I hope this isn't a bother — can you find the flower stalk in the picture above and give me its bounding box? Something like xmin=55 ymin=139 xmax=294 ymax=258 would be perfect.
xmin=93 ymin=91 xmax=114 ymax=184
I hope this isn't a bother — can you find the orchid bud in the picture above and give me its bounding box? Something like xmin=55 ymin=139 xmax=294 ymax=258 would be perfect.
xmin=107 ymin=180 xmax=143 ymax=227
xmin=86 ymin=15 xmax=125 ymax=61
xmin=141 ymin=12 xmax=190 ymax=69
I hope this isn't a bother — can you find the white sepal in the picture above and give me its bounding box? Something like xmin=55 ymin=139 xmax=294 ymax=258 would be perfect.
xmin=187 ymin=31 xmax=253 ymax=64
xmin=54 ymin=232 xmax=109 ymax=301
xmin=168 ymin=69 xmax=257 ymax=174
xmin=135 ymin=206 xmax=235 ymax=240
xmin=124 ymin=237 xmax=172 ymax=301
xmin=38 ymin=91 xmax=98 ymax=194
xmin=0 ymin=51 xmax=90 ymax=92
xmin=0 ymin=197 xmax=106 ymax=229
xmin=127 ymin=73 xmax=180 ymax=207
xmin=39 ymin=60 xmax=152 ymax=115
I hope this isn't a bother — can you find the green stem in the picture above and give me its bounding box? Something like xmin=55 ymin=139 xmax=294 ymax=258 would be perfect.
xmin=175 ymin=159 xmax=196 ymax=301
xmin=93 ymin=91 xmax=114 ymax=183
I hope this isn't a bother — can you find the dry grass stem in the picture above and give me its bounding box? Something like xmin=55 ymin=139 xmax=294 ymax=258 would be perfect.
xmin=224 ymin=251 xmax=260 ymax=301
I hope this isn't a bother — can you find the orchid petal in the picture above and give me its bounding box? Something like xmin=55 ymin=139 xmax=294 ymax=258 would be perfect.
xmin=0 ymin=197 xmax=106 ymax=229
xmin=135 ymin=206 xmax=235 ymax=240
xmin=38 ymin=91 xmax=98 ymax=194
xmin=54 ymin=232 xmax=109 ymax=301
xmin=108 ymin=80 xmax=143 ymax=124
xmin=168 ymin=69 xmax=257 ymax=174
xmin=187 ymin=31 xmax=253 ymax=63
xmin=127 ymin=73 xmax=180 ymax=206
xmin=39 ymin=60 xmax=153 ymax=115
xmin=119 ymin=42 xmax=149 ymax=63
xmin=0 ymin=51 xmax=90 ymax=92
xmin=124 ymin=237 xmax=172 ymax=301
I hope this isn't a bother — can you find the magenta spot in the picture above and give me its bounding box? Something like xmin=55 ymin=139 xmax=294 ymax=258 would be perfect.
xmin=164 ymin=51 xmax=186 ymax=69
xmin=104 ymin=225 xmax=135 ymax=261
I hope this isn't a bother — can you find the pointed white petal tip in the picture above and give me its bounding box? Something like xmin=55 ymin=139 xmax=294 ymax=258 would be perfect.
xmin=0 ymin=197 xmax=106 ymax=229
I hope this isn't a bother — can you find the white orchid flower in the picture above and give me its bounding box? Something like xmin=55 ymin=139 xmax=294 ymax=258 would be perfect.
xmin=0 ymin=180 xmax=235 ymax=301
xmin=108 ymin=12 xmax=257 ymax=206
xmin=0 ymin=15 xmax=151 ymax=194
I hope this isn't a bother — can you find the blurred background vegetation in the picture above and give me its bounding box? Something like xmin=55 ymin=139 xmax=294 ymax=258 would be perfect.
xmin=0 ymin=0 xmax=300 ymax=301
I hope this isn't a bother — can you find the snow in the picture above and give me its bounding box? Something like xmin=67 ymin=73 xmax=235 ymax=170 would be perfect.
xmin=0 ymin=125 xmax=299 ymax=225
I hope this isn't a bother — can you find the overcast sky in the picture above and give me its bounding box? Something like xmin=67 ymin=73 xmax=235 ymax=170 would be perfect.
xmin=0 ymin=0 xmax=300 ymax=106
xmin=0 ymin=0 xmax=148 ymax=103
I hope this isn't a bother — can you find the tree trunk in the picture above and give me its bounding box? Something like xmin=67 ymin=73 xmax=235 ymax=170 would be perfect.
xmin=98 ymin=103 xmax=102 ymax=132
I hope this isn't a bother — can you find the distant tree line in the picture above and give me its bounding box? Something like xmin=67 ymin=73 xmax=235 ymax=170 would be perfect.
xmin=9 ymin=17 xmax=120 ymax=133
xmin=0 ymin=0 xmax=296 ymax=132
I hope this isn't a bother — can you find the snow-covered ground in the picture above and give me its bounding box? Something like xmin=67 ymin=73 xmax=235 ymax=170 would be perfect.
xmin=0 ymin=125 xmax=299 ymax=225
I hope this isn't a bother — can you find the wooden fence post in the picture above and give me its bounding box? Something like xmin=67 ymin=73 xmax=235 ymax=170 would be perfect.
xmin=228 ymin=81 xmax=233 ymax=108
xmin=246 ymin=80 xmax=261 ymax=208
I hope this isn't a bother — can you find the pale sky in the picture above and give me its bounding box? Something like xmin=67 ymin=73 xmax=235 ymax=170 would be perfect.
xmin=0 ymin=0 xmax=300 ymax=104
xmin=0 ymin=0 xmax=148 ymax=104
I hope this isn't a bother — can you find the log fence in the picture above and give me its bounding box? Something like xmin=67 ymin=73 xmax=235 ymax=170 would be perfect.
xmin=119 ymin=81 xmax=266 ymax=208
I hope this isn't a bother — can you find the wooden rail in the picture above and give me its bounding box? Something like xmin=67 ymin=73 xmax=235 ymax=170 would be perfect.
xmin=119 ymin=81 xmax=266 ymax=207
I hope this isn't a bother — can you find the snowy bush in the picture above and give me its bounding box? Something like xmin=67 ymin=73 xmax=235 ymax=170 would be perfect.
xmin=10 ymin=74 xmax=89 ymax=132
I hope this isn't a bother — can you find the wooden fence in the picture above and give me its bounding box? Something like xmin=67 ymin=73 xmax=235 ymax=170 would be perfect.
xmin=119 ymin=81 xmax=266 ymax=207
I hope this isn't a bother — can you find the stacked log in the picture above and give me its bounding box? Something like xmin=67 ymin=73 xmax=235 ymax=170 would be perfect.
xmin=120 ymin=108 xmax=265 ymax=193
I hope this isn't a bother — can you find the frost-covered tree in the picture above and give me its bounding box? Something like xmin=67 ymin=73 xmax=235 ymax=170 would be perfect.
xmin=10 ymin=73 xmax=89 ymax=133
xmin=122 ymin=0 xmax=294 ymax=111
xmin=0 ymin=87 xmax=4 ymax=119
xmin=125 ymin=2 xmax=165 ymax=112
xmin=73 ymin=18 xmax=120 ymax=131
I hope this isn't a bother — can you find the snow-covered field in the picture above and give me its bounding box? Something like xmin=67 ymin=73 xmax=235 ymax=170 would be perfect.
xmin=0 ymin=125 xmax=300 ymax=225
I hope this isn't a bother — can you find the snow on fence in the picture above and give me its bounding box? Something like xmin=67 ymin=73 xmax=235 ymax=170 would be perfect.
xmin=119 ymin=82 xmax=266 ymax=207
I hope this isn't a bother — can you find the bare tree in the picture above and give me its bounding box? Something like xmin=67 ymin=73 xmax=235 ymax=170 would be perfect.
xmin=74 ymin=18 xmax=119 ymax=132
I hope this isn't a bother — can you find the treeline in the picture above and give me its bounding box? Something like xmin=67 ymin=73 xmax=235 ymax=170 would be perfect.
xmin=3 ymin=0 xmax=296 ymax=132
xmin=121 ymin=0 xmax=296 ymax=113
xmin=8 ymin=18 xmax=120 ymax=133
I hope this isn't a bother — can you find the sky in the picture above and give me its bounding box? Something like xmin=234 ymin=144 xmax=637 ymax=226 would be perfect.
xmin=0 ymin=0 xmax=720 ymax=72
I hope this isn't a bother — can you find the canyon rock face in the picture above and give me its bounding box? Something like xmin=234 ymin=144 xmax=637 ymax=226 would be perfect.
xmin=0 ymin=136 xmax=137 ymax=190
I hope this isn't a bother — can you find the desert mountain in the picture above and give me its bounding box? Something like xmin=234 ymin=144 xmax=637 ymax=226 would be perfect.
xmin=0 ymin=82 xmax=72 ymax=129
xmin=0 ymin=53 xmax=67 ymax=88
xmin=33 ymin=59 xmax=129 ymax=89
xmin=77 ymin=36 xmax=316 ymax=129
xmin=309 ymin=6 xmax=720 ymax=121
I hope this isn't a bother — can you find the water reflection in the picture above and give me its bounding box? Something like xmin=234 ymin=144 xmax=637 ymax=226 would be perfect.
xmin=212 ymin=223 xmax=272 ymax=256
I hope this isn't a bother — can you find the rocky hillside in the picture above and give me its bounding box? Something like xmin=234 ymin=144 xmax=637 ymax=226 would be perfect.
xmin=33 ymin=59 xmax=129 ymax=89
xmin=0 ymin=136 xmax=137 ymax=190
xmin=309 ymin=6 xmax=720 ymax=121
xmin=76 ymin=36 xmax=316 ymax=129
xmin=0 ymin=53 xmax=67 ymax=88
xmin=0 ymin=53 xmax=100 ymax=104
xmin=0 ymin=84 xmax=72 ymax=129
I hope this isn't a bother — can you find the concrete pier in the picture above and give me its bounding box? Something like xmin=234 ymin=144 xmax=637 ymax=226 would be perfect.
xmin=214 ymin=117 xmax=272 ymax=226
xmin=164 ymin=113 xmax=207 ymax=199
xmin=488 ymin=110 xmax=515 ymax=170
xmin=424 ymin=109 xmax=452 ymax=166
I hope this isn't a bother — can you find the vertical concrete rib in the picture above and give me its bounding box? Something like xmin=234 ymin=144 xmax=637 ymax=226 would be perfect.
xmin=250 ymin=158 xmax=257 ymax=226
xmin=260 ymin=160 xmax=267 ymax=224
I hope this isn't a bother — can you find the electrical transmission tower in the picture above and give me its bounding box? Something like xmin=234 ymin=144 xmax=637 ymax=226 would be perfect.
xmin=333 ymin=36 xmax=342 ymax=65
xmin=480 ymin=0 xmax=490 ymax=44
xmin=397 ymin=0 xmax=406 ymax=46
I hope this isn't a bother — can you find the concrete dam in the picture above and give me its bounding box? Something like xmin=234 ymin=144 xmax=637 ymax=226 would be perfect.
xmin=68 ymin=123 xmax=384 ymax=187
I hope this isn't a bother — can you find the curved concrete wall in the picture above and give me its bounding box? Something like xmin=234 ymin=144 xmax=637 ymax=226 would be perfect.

----------

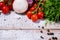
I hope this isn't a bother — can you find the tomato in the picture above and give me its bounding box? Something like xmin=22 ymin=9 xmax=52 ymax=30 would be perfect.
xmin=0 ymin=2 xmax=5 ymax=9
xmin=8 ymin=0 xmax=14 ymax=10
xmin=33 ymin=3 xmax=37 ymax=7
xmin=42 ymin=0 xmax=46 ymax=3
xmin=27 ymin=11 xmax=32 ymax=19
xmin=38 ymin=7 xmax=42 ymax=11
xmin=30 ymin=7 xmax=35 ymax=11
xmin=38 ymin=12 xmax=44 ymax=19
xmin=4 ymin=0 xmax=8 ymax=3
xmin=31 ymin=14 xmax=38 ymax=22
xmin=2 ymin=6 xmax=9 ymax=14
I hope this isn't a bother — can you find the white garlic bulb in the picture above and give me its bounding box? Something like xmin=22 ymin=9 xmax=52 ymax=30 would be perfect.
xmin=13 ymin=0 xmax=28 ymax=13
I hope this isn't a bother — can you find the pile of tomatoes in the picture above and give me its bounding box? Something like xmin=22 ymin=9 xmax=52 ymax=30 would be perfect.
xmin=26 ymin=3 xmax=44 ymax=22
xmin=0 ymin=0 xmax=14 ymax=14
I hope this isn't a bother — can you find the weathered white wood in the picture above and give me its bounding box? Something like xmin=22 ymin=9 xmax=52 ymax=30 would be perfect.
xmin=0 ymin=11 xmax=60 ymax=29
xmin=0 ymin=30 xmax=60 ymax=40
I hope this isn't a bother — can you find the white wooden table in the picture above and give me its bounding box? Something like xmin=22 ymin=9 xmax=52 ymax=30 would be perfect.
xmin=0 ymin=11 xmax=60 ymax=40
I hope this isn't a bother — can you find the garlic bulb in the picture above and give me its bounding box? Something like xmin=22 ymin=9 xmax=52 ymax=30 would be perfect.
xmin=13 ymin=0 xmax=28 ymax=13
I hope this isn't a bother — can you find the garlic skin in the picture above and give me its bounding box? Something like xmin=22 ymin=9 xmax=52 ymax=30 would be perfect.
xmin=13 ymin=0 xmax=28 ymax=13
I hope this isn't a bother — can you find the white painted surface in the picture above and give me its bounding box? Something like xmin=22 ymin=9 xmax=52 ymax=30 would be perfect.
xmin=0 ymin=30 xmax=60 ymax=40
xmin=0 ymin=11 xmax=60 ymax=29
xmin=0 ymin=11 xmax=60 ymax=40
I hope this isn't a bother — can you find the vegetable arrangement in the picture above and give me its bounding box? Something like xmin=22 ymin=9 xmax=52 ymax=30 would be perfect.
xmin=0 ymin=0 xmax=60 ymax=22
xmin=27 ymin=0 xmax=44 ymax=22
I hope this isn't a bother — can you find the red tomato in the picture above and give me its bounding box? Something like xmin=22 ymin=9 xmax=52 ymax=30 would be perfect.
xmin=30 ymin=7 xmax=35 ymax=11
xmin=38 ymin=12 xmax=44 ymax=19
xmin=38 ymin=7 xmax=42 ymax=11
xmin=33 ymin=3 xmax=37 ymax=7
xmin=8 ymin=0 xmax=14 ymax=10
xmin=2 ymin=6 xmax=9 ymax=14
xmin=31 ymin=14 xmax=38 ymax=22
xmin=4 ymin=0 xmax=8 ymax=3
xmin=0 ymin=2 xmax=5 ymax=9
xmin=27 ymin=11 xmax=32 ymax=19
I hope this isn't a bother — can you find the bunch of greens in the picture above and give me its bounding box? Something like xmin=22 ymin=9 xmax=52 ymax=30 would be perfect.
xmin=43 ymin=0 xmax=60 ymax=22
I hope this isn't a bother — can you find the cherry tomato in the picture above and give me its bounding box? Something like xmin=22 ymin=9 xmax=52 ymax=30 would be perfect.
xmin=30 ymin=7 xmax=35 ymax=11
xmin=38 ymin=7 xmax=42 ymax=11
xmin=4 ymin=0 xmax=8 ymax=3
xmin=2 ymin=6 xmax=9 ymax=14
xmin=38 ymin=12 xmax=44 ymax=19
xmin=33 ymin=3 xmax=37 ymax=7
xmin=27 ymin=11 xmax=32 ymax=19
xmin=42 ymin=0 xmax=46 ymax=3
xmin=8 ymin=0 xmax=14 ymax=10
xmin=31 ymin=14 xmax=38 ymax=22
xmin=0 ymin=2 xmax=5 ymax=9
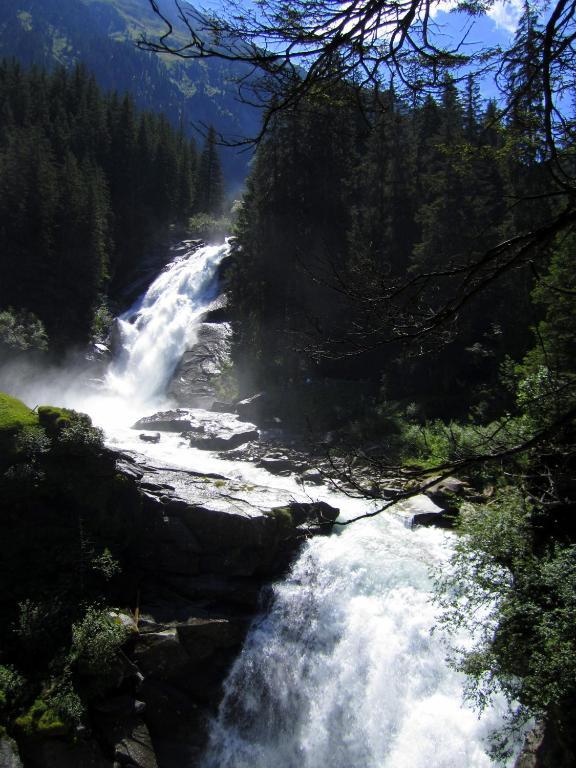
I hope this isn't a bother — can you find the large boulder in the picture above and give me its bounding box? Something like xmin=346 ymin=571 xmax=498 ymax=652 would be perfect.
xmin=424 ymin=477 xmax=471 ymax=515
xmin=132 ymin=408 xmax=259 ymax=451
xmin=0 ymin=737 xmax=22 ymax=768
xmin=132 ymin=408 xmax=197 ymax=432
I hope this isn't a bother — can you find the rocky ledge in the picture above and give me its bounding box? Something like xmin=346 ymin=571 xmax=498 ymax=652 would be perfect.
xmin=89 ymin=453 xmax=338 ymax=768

----------

• Instruction:
Copy out word for word everything from the line that contains "the rocky ledge" down to the line that contains "xmin=89 ymin=453 xmax=338 ymax=768", including both of those lines.

• Output for this exercise:
I hope this isn't a bother — can you find the rocky ledge in the picture above and give me its bounding box? Something like xmin=346 ymin=571 xmax=498 ymax=652 would be perfect.
xmin=89 ymin=453 xmax=338 ymax=768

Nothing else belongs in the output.